===== Task data =====
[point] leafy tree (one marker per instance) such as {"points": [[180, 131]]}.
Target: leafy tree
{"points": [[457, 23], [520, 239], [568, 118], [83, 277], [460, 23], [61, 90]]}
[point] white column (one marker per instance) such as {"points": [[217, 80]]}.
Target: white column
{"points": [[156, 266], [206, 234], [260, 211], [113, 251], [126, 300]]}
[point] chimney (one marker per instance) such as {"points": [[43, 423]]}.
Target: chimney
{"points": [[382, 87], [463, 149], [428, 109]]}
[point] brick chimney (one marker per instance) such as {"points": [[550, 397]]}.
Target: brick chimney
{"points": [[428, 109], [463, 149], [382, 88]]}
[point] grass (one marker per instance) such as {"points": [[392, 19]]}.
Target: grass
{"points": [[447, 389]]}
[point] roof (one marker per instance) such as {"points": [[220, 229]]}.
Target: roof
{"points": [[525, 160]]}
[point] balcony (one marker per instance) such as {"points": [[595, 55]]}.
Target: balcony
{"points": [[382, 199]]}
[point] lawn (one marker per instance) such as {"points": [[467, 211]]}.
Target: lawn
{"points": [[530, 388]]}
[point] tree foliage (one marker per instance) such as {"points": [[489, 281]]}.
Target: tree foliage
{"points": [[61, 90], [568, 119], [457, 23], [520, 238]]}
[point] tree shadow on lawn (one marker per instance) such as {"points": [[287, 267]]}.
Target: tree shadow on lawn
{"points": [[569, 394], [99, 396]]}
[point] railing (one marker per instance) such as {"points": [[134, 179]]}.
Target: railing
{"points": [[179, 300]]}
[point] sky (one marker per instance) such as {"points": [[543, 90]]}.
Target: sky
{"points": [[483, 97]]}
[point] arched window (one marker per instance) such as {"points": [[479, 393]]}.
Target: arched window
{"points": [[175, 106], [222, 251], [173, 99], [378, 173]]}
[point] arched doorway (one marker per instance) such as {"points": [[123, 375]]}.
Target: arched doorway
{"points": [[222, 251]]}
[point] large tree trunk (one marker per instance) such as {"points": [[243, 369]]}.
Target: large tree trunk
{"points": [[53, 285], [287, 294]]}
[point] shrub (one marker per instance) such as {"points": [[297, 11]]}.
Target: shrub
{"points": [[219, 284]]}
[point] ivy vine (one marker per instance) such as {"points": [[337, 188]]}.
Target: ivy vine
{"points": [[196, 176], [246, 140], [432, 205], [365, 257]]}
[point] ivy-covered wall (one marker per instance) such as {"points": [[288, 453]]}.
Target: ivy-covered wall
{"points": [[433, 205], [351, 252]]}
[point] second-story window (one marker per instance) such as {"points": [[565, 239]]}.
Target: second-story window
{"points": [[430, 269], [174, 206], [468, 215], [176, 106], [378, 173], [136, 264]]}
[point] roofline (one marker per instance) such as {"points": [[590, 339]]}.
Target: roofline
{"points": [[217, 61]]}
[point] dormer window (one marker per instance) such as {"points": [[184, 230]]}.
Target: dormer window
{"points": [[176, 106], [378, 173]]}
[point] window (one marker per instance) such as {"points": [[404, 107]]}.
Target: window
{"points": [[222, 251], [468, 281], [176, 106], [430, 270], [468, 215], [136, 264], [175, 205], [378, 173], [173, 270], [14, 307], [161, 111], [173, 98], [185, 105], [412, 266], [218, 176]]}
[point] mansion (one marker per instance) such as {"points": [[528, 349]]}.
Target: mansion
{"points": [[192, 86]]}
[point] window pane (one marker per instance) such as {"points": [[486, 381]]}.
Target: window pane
=====
**Instructions to follow**. Lines with the string "pane" in the data above: say how many there are, giving the number alone.

**Answer box**. 2